◆ Task directions ◆
Please put the entries below into a Markdown table with the columns "No." and "Line", beginning at the line that contains "of the man's" and running through the last line of the entries. Skip any blank lines.

[Start of Records for the task]

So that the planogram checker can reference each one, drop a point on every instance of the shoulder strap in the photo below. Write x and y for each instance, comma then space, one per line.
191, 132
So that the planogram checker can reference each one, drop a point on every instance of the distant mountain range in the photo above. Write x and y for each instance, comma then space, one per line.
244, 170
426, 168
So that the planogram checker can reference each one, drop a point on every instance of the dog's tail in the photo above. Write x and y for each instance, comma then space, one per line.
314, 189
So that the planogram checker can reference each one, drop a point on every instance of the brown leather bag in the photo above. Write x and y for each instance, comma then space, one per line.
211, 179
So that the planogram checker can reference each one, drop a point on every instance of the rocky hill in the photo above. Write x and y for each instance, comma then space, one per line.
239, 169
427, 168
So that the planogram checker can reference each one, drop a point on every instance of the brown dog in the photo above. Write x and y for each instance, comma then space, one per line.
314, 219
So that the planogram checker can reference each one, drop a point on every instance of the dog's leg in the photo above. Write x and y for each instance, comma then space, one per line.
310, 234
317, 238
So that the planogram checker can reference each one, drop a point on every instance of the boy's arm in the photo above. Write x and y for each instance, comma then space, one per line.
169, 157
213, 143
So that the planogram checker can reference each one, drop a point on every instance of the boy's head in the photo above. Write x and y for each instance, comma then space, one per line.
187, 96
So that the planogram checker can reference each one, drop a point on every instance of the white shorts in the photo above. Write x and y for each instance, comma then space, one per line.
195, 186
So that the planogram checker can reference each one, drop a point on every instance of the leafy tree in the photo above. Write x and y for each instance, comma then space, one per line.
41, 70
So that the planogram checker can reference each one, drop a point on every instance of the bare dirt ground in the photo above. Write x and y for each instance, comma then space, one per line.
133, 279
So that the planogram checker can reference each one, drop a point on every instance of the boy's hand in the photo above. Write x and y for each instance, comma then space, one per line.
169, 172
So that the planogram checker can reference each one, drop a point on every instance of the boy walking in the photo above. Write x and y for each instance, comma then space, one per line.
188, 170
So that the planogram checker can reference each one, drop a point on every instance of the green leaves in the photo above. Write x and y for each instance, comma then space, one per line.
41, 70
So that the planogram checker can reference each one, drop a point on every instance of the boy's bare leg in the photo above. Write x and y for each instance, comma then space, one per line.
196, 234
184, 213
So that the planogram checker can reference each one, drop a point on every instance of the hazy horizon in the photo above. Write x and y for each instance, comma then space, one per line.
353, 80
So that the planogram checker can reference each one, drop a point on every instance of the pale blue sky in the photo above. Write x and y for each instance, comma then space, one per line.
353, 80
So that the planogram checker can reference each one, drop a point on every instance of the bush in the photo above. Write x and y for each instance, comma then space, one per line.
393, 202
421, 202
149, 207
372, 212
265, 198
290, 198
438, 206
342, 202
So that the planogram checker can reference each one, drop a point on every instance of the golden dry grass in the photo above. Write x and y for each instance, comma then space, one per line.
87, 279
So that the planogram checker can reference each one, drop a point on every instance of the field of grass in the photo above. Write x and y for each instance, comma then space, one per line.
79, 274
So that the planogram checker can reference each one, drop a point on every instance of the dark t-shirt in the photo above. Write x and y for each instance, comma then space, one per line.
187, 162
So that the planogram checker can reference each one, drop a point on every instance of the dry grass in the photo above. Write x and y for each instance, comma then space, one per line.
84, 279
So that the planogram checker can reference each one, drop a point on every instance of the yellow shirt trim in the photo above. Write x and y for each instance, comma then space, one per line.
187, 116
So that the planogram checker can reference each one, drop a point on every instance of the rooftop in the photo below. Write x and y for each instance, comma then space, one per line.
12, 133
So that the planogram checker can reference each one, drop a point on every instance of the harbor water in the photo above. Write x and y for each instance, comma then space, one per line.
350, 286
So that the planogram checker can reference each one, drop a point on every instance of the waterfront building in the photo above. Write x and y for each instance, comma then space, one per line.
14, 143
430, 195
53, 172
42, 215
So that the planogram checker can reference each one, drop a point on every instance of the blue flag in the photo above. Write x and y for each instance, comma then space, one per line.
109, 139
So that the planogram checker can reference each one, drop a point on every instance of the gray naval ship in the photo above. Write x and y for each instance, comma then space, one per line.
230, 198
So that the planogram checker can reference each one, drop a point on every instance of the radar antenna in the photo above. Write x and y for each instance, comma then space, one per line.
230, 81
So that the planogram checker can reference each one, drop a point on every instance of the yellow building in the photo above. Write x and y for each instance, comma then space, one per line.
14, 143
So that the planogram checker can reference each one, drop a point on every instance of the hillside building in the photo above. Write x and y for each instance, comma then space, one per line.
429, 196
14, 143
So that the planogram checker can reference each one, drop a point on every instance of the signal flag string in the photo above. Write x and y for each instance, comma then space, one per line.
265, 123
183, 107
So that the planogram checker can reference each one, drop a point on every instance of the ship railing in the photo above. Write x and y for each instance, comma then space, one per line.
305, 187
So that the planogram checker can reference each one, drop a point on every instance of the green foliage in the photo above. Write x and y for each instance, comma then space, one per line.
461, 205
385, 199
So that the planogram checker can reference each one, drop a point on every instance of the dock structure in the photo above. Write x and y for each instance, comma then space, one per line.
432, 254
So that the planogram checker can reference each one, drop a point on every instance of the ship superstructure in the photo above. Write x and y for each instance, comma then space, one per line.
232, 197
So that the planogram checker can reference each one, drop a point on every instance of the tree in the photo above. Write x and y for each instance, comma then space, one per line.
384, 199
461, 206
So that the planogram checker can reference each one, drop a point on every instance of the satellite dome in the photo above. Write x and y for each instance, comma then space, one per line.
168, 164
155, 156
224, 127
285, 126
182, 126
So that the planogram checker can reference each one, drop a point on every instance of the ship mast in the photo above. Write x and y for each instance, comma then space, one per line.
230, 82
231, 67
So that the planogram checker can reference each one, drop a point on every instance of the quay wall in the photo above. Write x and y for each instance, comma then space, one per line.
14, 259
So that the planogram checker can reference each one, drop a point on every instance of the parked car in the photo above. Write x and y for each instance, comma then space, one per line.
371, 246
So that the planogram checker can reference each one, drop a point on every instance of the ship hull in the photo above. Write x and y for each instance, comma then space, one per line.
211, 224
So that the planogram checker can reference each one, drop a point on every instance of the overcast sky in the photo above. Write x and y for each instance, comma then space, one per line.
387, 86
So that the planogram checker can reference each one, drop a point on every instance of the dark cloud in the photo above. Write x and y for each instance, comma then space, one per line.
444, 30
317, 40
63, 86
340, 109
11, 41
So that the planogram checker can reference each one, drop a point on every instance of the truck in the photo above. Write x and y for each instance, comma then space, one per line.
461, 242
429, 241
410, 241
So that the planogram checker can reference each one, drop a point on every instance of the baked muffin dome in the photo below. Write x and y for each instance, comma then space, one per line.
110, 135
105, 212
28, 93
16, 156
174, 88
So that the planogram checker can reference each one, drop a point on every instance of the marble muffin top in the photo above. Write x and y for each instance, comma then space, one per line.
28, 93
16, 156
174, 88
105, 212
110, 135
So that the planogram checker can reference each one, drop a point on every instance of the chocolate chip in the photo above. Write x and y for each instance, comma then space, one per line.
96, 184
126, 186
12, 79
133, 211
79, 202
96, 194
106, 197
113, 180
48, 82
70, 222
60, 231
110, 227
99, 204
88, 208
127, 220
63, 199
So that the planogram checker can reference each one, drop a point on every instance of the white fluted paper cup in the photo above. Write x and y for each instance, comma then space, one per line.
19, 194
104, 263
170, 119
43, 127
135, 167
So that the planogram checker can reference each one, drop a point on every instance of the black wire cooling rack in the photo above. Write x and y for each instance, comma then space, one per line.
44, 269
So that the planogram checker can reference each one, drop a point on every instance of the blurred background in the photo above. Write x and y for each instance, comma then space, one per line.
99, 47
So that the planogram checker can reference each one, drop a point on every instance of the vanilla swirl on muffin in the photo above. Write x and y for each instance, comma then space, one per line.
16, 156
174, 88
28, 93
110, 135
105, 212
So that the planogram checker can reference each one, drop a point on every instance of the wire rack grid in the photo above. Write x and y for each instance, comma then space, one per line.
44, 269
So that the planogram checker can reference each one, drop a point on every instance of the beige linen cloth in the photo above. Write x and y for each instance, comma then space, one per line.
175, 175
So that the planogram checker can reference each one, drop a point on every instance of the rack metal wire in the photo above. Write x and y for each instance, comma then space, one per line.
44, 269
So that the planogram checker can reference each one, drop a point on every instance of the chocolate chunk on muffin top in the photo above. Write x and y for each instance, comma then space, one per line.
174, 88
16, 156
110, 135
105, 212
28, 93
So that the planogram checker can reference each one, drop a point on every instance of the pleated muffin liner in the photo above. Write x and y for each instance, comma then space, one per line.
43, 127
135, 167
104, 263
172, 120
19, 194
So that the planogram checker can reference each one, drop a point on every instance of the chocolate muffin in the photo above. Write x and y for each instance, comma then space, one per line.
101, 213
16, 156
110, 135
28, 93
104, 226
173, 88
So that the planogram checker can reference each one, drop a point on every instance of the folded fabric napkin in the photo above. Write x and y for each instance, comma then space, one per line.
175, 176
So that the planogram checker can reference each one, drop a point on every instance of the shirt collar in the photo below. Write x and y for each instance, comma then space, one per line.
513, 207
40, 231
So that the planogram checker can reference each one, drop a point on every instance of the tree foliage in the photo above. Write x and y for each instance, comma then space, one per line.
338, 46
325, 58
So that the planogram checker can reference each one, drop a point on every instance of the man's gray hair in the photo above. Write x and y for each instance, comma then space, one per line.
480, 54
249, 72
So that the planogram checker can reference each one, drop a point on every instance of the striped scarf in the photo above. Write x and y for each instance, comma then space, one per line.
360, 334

[End of Records for the task]

◆ Problem solution ◆
| No. | Line |
|---|---|
| 1 | So that the planogram checker can reference each one, drop a point on every instance of the man's gray hair in the photo above. Write x and y for each instance, comma then space, one per line. |
| 2 | 480, 54 |
| 3 | 249, 72 |
| 4 | So that the planogram checker can reference each one, drop a point on every instance of the striped scarf in the photo above. Write x and y for each instance, comma then space, one per line. |
| 5 | 360, 334 |